• DO THIS: Reproduce verbatim every line of the material from the line containing "Trivia round: Give me the bounding box for every drainage" through the line containing "[226,74,300,105]", with both of those lines included.

==== INPUT ROWS ====

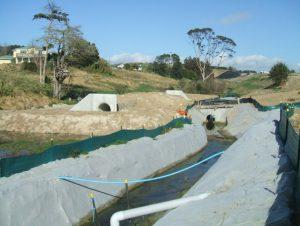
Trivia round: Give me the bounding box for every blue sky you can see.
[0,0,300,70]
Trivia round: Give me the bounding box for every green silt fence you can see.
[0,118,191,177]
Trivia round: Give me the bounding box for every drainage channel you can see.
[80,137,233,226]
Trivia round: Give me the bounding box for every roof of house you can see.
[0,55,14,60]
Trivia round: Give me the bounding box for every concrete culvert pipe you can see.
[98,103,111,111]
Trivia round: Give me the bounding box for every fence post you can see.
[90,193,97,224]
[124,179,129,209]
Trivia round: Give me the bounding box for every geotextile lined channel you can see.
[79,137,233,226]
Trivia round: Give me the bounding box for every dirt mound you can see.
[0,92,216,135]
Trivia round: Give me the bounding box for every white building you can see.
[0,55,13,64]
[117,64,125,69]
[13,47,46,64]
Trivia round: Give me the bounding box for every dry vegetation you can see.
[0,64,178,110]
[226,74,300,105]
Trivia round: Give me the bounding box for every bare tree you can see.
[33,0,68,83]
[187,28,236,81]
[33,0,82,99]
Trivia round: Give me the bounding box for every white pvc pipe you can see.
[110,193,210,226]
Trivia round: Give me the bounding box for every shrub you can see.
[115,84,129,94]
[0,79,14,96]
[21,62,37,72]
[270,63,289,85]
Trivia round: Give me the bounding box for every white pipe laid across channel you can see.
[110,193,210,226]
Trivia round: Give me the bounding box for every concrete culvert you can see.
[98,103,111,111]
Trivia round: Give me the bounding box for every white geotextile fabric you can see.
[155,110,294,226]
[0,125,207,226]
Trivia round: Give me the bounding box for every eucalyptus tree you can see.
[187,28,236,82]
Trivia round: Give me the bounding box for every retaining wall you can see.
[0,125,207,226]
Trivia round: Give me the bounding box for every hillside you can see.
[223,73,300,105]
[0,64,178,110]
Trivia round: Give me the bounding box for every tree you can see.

====
==== INPUT ROWS ====

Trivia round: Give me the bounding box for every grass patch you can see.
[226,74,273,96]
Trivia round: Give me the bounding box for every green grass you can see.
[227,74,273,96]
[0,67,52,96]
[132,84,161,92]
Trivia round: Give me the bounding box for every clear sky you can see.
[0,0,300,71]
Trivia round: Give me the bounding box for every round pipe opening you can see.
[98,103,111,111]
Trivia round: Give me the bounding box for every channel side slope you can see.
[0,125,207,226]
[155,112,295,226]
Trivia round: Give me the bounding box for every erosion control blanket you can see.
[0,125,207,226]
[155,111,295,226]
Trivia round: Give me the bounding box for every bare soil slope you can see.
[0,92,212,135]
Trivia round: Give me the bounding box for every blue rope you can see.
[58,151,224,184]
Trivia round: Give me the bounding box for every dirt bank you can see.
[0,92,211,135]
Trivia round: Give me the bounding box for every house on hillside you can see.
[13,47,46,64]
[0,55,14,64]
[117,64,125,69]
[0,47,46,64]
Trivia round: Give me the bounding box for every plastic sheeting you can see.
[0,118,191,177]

====

• SOLUTION:
Trivia round: Give me the bounding box for every drainage channel you can see.
[80,137,233,226]
Trivia round: Give me the bounding box for every roof of house you can see.
[0,55,14,60]
Trivia round: Give me the bounding box for every concrete culvert pipe you can see.
[98,103,111,111]
Trivia round: Give me the bounding box for every fence post you can see.
[90,193,97,224]
[124,179,129,209]
Trivia round: Give me the bounding box for every geotextile lined channel you can see.
[79,137,233,226]
Trivia round: Give me the bounding box for every dirt mound you can see.
[0,92,216,135]
Trivia round: Give me the bounding box for every white building you can see.
[0,55,13,64]
[117,64,125,69]
[13,47,46,64]
Trivia round: Give me the bounding box for every dry vegetation you can see.
[0,64,178,110]
[226,74,300,105]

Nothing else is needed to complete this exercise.